The request: How many lines in the records below contain the string "data"? Tally them and give only the number.

Material provided:
# # #
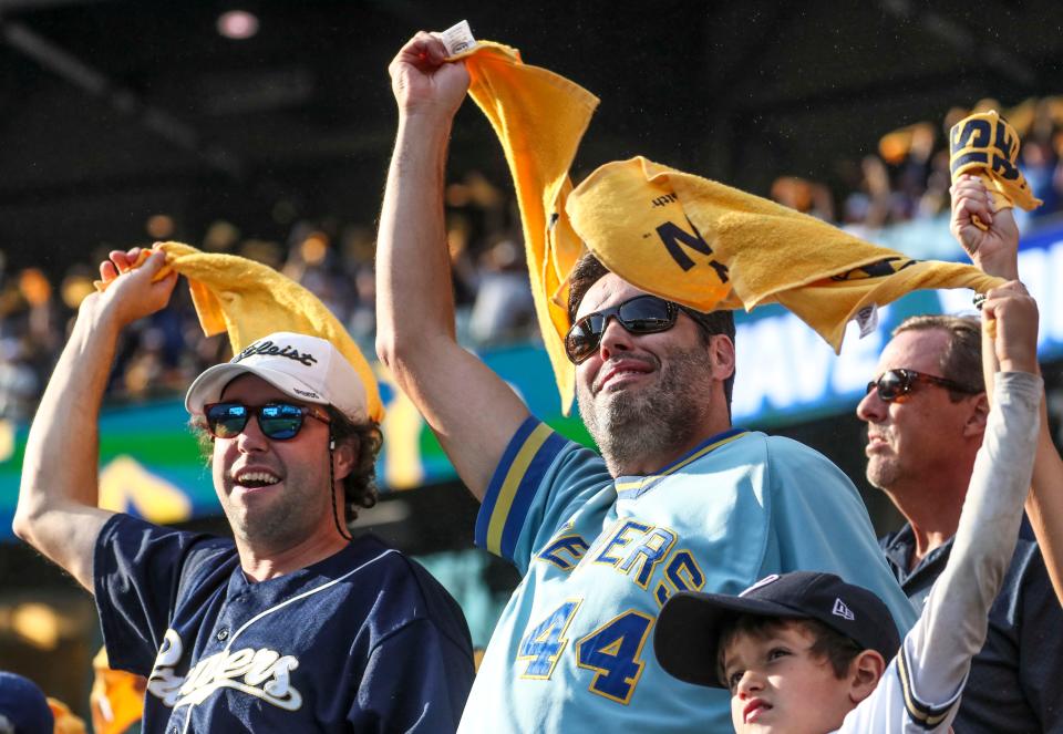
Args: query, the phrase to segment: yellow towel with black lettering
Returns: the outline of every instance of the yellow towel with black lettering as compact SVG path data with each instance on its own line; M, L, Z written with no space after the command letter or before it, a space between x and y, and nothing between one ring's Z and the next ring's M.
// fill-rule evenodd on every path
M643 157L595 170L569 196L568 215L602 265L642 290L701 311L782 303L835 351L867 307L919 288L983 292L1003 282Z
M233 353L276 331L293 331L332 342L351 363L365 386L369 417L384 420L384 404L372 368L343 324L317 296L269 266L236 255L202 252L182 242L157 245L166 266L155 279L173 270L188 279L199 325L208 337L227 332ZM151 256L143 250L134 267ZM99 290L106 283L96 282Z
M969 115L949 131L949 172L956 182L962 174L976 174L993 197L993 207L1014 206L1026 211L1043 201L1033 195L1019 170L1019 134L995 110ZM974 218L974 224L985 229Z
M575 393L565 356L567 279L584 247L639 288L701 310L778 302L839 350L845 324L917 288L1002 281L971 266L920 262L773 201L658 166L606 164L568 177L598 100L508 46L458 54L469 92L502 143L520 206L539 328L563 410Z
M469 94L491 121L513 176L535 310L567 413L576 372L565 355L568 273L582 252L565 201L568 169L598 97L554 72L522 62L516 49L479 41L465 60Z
# # #
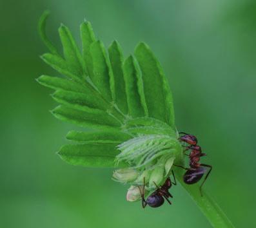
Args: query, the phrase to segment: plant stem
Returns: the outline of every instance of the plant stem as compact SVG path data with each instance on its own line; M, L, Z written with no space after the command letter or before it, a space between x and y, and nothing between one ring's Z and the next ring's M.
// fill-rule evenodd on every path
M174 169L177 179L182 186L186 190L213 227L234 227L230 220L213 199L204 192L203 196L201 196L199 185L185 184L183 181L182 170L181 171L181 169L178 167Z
# # #
The output: 2